REQUIREMENT 1:
Please copy out the part of the cord blood trial article that opens with the words containing "The world’s first clinical trial to" and closes with "they cannot reproduce.".
REQUIREMENT 2:
In the cord blood trial article, why did Timothy Ray Brown's doctor use stem cells from that particular donor?

SELECTED EXCERPT:

First cord blood trial for HIV

The world’s first clinical trial to investigate if cord blood can cure HIV is set to start early next year in Spain. The study aims to treat five patients within three years and seeks to become the world’s first clinical trial of its kind.

The clinical trial will aim to recreate the success seen in Timothy Ray Brown, the only living person ever to be completely cured of HIV. He has since become known as The Berlin Patient.

Timothy Ray Brown was unfortunately diagnosed with leukaemia in 2006 and needed a transplant to treat the cancer. His doctor decided to use stem cells from a donor with a certain cellular mutation that makes cells resistant to HIV. After Brown received two stem cell transplants from the donor’s bone marrow, his levels of HIV decreased dramatically. He is now cancer-free and only traces of the virus can found, but they cannot reproduce.

Plans for the clinical trial were announced at a haematology conference in Valencia by Spain’s National Organisation of Transplants (ONT). ONT has selected 157 cord blood donors that have a genetic mutation which allows them to resist HIV and there are plans to treat five HIV positive patients that are also afflicted by cancer, such as leukaemia or lymphoma, similar to that of The Berlin Patient’s.

Doctors hoping to commence their first clinical trial between December 2015 and January 2016 in Madrid, Spain.

GIVEN INFORMATION:
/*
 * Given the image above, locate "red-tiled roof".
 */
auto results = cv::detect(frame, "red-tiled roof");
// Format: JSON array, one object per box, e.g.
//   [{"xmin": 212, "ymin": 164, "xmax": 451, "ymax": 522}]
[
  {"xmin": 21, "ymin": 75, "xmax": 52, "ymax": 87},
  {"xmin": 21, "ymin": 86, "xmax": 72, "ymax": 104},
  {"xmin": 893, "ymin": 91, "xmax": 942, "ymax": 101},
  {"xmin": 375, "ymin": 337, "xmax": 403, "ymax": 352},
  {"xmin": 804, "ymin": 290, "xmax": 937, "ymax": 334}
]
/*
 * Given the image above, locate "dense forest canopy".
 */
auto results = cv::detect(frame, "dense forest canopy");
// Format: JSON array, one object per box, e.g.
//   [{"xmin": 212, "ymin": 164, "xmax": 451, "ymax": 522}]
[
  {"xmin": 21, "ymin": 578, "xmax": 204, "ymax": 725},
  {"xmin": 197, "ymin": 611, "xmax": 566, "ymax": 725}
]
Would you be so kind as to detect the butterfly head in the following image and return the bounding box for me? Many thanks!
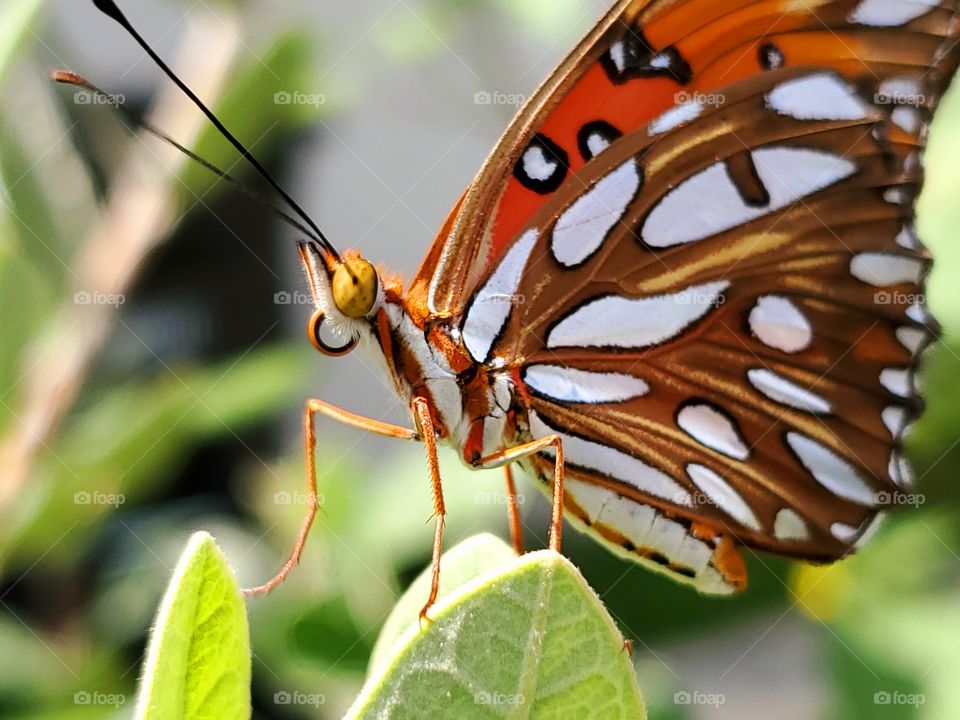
[300,243,383,356]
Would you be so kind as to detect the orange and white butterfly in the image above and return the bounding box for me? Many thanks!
[86,0,960,605]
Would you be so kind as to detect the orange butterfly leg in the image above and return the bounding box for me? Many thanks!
[243,399,417,597]
[477,435,563,552]
[413,397,447,623]
[503,465,523,555]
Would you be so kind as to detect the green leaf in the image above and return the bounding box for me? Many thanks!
[0,0,44,78]
[177,32,326,208]
[370,533,517,675]
[136,533,250,720]
[347,539,646,720]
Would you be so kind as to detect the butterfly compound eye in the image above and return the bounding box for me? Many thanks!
[333,258,380,318]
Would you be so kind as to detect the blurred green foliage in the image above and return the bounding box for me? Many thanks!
[0,0,960,720]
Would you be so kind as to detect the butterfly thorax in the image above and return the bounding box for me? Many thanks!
[371,295,516,466]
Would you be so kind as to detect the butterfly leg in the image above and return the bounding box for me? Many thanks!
[503,465,523,555]
[413,397,447,623]
[243,399,417,597]
[477,435,563,552]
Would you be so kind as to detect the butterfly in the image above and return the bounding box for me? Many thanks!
[84,0,960,614]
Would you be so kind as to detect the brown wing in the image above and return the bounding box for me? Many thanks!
[410,0,958,324]
[462,70,935,589]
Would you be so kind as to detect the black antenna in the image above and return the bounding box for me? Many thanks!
[50,70,322,243]
[93,0,340,262]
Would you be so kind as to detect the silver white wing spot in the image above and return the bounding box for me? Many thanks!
[547,280,730,348]
[551,159,641,267]
[523,365,650,403]
[848,0,940,27]
[747,368,833,415]
[530,411,693,507]
[787,432,877,507]
[687,463,762,532]
[677,402,750,460]
[749,295,813,353]
[773,508,810,541]
[767,73,870,120]
[850,252,923,287]
[640,147,856,248]
[462,230,539,362]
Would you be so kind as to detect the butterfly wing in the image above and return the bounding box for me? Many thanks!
[461,64,935,592]
[410,0,958,318]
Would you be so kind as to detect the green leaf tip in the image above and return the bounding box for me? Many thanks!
[135,532,251,720]
[347,536,646,720]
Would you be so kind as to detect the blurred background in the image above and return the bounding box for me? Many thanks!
[0,0,960,720]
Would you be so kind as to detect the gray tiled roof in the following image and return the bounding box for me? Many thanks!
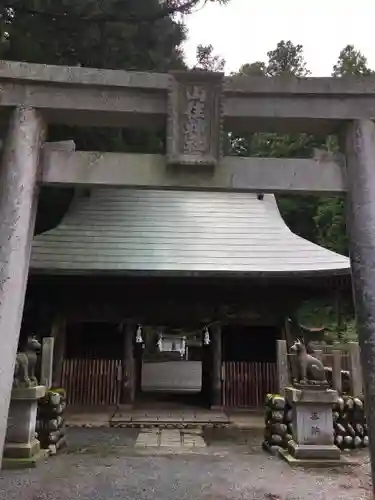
[31,189,349,274]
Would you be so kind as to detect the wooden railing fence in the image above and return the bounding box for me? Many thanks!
[222,361,277,408]
[61,359,121,406]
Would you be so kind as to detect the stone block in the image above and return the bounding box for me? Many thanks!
[288,442,341,460]
[4,386,45,459]
[4,438,40,458]
[285,387,340,461]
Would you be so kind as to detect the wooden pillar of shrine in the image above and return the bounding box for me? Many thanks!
[121,322,136,405]
[51,315,66,387]
[210,323,222,408]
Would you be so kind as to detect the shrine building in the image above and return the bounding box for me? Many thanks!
[24,188,350,406]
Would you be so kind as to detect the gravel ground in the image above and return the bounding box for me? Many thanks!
[0,429,372,500]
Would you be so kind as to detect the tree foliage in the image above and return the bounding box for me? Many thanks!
[195,45,225,71]
[332,45,373,77]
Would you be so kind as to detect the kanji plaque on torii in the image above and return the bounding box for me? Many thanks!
[167,71,223,166]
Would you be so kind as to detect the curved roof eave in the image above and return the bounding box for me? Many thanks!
[30,189,350,277]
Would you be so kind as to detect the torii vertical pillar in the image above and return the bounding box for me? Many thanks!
[0,108,44,465]
[345,120,375,494]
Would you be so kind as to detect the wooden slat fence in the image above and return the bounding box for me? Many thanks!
[61,359,121,406]
[222,361,277,408]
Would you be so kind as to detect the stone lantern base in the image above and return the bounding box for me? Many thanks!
[2,386,48,469]
[280,386,347,466]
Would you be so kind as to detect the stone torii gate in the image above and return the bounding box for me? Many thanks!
[0,61,375,483]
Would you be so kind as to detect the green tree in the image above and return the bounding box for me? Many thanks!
[231,40,325,241]
[332,45,373,77]
[194,45,225,71]
[237,61,267,76]
[266,40,310,77]
[314,45,373,255]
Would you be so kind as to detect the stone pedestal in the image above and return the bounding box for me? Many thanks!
[284,386,341,464]
[3,386,46,468]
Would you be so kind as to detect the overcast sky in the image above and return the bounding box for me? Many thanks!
[185,0,375,76]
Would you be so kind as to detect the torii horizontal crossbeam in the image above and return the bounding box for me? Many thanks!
[42,144,346,194]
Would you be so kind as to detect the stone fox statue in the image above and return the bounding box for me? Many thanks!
[13,337,41,387]
[291,339,327,384]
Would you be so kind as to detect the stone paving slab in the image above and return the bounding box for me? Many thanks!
[111,410,229,424]
[135,429,206,449]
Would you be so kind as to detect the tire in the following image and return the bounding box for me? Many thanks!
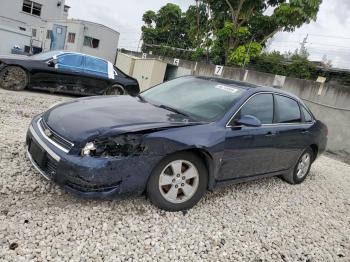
[0,66,28,91]
[282,147,314,185]
[105,85,125,96]
[147,152,208,212]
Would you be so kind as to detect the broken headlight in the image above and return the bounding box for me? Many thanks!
[81,134,145,157]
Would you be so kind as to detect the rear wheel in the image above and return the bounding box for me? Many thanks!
[147,152,208,211]
[0,66,28,91]
[282,147,314,185]
[105,85,125,96]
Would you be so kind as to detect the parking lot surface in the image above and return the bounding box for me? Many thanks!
[0,89,350,261]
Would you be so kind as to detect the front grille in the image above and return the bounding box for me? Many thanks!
[66,181,121,193]
[28,139,58,178]
[39,119,74,151]
[43,155,57,176]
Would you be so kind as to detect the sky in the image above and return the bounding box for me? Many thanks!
[66,0,350,69]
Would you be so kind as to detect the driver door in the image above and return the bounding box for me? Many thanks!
[220,93,278,180]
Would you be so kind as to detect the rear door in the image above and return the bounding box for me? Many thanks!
[56,54,84,94]
[50,24,67,50]
[273,94,312,171]
[83,56,110,95]
[220,93,277,180]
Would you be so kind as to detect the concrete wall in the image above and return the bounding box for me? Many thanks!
[122,52,350,154]
[115,53,136,76]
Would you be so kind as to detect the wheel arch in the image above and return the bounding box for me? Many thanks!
[310,144,318,161]
[0,62,32,89]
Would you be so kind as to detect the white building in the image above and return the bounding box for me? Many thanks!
[0,0,119,62]
[0,0,69,53]
[43,19,120,63]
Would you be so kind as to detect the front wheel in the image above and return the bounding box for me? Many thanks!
[282,147,314,185]
[0,66,28,91]
[147,152,208,211]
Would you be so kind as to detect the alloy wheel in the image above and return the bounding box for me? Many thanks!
[0,67,27,91]
[297,153,311,179]
[159,160,199,204]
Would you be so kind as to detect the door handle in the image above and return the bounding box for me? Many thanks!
[301,130,310,135]
[265,132,277,137]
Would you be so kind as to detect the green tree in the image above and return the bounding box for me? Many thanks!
[142,3,212,56]
[204,0,322,63]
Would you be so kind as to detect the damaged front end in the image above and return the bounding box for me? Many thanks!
[81,133,146,158]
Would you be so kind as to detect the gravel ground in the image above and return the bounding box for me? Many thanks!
[0,90,350,261]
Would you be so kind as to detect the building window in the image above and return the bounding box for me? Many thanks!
[22,0,42,16]
[46,30,52,39]
[84,36,100,48]
[68,33,75,44]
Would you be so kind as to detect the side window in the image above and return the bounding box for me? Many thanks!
[301,106,313,122]
[58,55,83,68]
[236,94,273,124]
[275,95,301,123]
[85,56,108,75]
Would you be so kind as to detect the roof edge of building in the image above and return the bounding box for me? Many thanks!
[48,18,120,35]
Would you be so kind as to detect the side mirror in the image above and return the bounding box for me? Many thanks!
[236,115,261,127]
[49,58,58,67]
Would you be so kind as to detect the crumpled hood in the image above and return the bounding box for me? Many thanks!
[0,55,30,61]
[43,96,198,143]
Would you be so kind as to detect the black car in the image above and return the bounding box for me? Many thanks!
[27,77,327,211]
[0,51,140,96]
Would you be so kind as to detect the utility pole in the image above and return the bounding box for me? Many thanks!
[299,34,309,57]
[196,0,200,47]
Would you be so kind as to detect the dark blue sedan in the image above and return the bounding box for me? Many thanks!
[27,77,327,211]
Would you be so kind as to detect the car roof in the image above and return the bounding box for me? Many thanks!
[191,76,300,101]
[53,50,108,62]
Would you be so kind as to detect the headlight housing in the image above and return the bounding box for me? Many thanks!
[81,134,146,157]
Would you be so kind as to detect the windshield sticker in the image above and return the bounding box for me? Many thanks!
[215,85,238,94]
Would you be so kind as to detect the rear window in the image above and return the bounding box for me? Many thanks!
[58,54,83,67]
[275,95,301,123]
[85,56,108,74]
[239,94,273,124]
[301,106,313,122]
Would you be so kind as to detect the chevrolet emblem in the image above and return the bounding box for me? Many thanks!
[44,129,52,137]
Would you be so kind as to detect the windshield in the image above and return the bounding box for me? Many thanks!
[30,51,63,60]
[140,77,245,122]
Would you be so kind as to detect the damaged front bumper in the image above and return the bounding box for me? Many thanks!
[26,116,162,199]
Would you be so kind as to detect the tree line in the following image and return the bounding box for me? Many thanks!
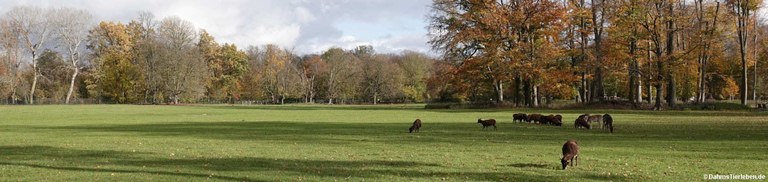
[0,6,435,104]
[428,0,768,109]
[0,0,768,106]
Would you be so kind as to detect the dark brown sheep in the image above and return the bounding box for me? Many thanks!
[573,117,590,129]
[512,113,528,122]
[603,114,613,133]
[560,140,579,170]
[477,119,496,129]
[539,114,563,126]
[587,115,603,128]
[552,114,563,126]
[525,114,542,123]
[408,119,421,133]
[538,115,555,125]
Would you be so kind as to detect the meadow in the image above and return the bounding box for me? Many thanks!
[0,105,768,181]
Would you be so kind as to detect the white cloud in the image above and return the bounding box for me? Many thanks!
[0,0,431,53]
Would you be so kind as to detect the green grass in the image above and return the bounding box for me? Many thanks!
[0,105,768,181]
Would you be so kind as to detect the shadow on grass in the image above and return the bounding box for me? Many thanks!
[43,121,768,144]
[0,146,556,181]
[502,163,555,169]
[0,146,254,181]
[195,104,768,117]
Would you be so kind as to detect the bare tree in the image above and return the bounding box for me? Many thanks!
[5,6,50,104]
[52,8,93,104]
[0,20,22,103]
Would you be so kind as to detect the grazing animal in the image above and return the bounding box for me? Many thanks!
[477,119,496,129]
[573,117,590,129]
[603,114,613,133]
[526,114,543,123]
[587,115,603,128]
[512,113,528,122]
[552,114,563,126]
[560,140,579,170]
[540,114,563,126]
[408,119,421,133]
[539,114,555,125]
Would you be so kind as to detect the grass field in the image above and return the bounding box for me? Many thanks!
[0,105,768,181]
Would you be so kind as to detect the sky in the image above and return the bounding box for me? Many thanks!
[0,0,432,54]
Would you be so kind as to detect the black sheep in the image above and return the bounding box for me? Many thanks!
[560,140,579,170]
[573,117,590,129]
[603,114,613,133]
[408,119,421,133]
[477,119,496,129]
[512,113,528,122]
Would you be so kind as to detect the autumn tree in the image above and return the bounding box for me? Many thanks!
[297,55,328,103]
[726,0,762,105]
[322,48,361,104]
[88,22,142,103]
[197,30,248,103]
[397,51,433,102]
[158,17,208,104]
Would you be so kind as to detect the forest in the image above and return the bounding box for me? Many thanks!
[0,0,768,109]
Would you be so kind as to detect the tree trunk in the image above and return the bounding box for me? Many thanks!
[29,51,39,104]
[736,1,749,105]
[636,79,643,103]
[523,79,533,107]
[591,0,605,101]
[64,66,80,104]
[666,3,677,108]
[494,80,504,103]
[533,85,539,107]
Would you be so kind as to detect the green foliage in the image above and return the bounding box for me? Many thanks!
[0,105,768,181]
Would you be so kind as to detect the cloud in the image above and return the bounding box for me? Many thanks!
[0,0,431,54]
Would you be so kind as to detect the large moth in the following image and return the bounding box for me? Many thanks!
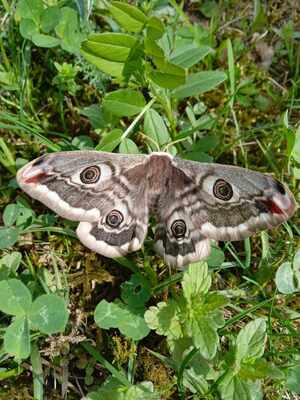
[17,151,297,267]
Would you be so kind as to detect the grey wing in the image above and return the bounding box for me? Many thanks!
[17,151,149,257]
[175,159,298,241]
[155,158,297,267]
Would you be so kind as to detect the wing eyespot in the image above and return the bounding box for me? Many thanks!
[105,210,124,228]
[80,165,101,184]
[274,179,286,195]
[213,179,233,201]
[171,219,186,239]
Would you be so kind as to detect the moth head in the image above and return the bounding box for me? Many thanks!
[105,210,124,228]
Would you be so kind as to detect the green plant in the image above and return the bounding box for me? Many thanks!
[0,0,300,400]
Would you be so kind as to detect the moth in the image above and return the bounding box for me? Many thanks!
[17,151,297,268]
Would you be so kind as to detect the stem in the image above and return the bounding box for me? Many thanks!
[30,342,44,400]
[121,99,155,141]
[81,342,130,386]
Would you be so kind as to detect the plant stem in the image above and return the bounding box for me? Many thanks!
[30,342,44,400]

ANSWER SPACE 1:
The world’s first clinical trial to investigate if cord blood can cure HIV is set to start early next year in Spain. The study aims to treat five patients within three years and seeks to become the world’s first clinical trial of its kind.

The clinical trial will aim to recreate the success seen in Timothy Ray Brown, the only living person ever to be completely cured of HIV. He has since become known as The Berlin Patient.

Timothy Ray Brown was unfortunately diagnosed with leukaemia in 2006 and needed a transplant to treat the cancer. His doctor decided to use stem cells from a donor with a certain cellular mutation that makes cells resistant to HIV. After Brown received two stem cell transplants from the donor’s bone marrow, his levels of HIV decreased dramatically. He is now cancer-free and only traces of the virus can found, but they cannot reproduce.

ANSWER SPACE 2:
The donor had a cellular mutation that makes cells resistant to HIV. Brown needed a transplant to treat his leukaemia.